Tasks and exercises
1. In the forum thread on community network mapping, what was the Black and Minority Ethnic Community network like?
2. Write the next part of the forum thread on community network mapping, following on after its last sentence.
━━━━━ Extract to read ━━━━━
Networks everywhere!

I, too, am interested in networks, and now can’t help seeing them everywhere. The conversation in Egderyders, too, is being mapped onto a graph (with arcs representing comments, for now). You can see an early analysis here.

I would like to know a little about your findings. I tried following your link, but it’s broken and I get a 404. :frowning:

Broken link

Whoops, try this link

Corrected in the main piece as well.

No analysis?

Thanks! But… where’s the network analysis? All I see is a directory!


I’ve attached a diagram as an image (with names removed) to show the different nodes in one of the two networks we reveiwed). I’ll try to find the more detailed records when in the office on Monday.

The write-up of the methodology we used is here.

The three key points from the work, which I can expand on at the conference, are:

  • the purpose of the exercise was to map the mountaintops not the whole terrain - to identify the most important people to involve in wider community engagement exercises - and with that proviso as to thoroughness it was a quick and cheap way to get understanding of the community from the perspective of relationships and organisations, and a rough way of finding the most important nodes

  • we saw three very different networks in the three different networks we surveyed (two physical areas and one Black and Minority Ethnic Community network). The poorer area, which had a lot of investment in community development, had a very tight central network [this is the diagram in the picture], which surrounded the people involved in the existing community development work. The richer area, where there had been no recent investment in community development, had a more random-looking network, like a packet of dropped spaghetti, with multiple one-to-one links and some overlaps but no central core network. The BME group was entirely the opposite, with almost everyone knowing the network co-ordinator, but hardly anyone else in the network.

  • it was helpful in building credibility for our wider conversation on tools and democracy to show the network to the people we’d interviewed and check with them whether it looked like their experience of community involvement in the area (in all cases, it did).

Uh, ok

I get it - sort of, the methodological post is not too clear.
━━━━━ Provided data ━━━━━
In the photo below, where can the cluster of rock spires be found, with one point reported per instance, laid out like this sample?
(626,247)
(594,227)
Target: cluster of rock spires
━━━━━
Answers given
1. Almost everyone in it knew the network co-ordinator, but hardly anyone knew anyone else in the network.

2.
So, edges represent trust, right? A tells you that B is someone to talk to, you draw an edge from A to B. Directed, right? A => B does not imply B => A. Suppose A names B as a person to talk to; suppose further that, when you ask B to name interesting people, B names A. Do you also draw an edge from B to A? Or do you just move on along the network of trust, worrying about finding people rather than mapping whether the trust is reciprocated?

The graph you pasted onto the mission report is a little small and difficult to read (can we have a bigger image?), and you don’t report any metrics, but to me it looks like a central kernel connecting local hubs who in turn connect some spoks. It probably has a high modularity value, with well-defined subcommunities.

Snowball samples have the characteristic that they sort of imply giant components. If you start from one single person, you have to end up with a giant component because each new addition to the network is called upon by someone: there are no singletons. If you start with an initial batch of three people, it’s not required but very likely you will. How can you get disconnected “random” networks like the one in the richer area?

In general, I feel your sampling method influences a lot the shape of the resulting network, so much in fact that you might wonder whether the latter is a function of the former more than of any external social forces.

a call for a secure digital identity

You are offering a solution for one the main pitfalls of citizen participation: for each new initiative a new social network or community is built. And a lot of resources are spent to put the new network into force. (And are losing the momentum for real change.)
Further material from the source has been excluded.